[Stated goal 1]
In the forum thread below, rewrite the paragraph beginning "You need to create an InstanceNode" as a short list of steps, keeping its main facts.
[Stated goal 2]
Decide whether each statement agrees with the forum thread below, answering yes or no and quoting the deciding words from the thread.
(a) Instances placed in the node must use the same material.
(b) Instancing performs as well as one big mesh.
(c) JME renders instances that lie outside the camera view.
[Stated goal 3]
According to the forum thread below, which call should be used when cloning the tree parts so that the material is not cloned?

[Reading passage]
╔══

How does jMonkeyEngine do Geometry Instancing?

pspeed · February 15, 2022, 12:59pm

Instancing will use a single draw call. It’s not as good as one big mesh because the driver/GPU still has to do a bunch of separate internal draws but it’s definitely better than a bunch of separate draw calls.

If it were me, I’d probably use a custom mesh and update the vertexes myself. It’s going to be waaaaaay more efficient than JME’s automatic batching. But the automatic instancing stuff might get you where you want to go.

Kroart · February 15, 2022, 1:36pm

It’s too hard stuff for me) It’s my first experience with 3D so I’ll pick more easiest solutions.

Can you please clarify what do you mean by automatic instancing? As I understand its not implemented in the engine right now?

tonihele · February 15, 2022, 2:01pm

In very short; use InstancedNode.

Ali_RS · February 15, 2022, 2:12pm

You can take a look at the instancing examples here

You need to create an InstanceNode and attach all the instances to it and then call the instance() method on it. Note that every time you add a new object to the node you should call the instance() method again.

Note that instances must have the same material.

Kroart · February 15, 2022, 2:15pm

Wow! Didn’t know about it! It’s a piece of great news for me! Thanks! It does all the magic)

It seems that it gives a lag when adding a big amount of geometries into InstanceNode, will try to add them in smaller chunks.

Thank again!

Ali_RS · February 15, 2022, 2:28pm

To clarify it, I mean the exact same reference (==), not a clone. So if you are cloning the tree parts make sure to use clone(false) so it won’t clone the material.

The same goes for meshes as well.

Ali_RS · February 15, 2022, 5:21pm

Also might worth mentioning that, JME will cull the instances (not render) that are outside of camera view when sending instance data buffer to GPU.

Kroart · February 15, 2022, 7:00pm

Yeah, I get this. Thanks!

kevinba99 · February 16, 2022, 5:00am

Does InstanceNode use glDrawElementsInstanced calls or what does it use?

I miss instance drawing. For simple Particle instance, it is far better. I could push out over 100k meshes with no performance issues but with JME not doing it, I couldn’t do 20% of that without it effecting performance.

In my own engine I was doing the following for instancing batching.

    private void renderChunkInstanced(List<GameItem> gameItems, Transformation transformation, Matrix4f viewMatrix, boolean view3d) 
    {
        this.modelViewBuffer.clear();
        this.colorMatrixBuffer.clear();
        this.modelPosBuffer.clear();
        this.textureAtlasBuffer.clear();
        
        int i = 0;
        Texture text = gameItems.get(0).getTexture();
        for (GameItem gameItem : gameItems) {
            // Update projection Matrix
        	Matrix4f modelViewMatrix;
        	if (view3d)

╚══

[Information supplied]
╔══

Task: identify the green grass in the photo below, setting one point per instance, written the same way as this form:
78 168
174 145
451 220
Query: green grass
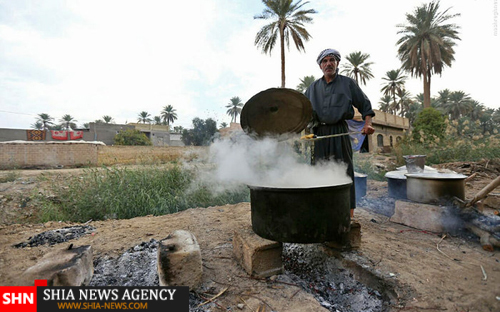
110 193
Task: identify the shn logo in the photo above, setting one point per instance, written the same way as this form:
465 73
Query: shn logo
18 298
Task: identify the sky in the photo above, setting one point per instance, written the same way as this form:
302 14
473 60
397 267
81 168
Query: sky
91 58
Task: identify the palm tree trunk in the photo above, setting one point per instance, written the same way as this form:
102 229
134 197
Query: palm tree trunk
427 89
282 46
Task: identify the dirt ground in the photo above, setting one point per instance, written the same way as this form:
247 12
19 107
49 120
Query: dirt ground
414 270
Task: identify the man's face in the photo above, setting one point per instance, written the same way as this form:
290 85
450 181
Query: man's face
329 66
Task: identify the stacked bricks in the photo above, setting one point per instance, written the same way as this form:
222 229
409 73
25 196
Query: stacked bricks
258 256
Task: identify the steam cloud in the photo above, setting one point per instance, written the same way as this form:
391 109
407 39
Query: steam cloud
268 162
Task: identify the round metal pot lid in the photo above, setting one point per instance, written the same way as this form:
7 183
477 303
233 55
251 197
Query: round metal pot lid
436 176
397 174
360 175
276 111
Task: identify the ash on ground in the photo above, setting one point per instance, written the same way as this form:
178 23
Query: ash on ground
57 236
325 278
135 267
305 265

╚══

[Written answer 1]
- Create an InstanceNode.
- Attach all the instances to it.
- Call the instance() method on it.
- Call instance() again each time a new object is added to the node.

[Written answer 2]
(a) Yes: "Note that instances must have the same material."
(b) No: "It’s not as good as one big mesh"
(c) No: "JME will cull the instances (not render) that are outside of camera view"

[Written answer 3]
clone(false)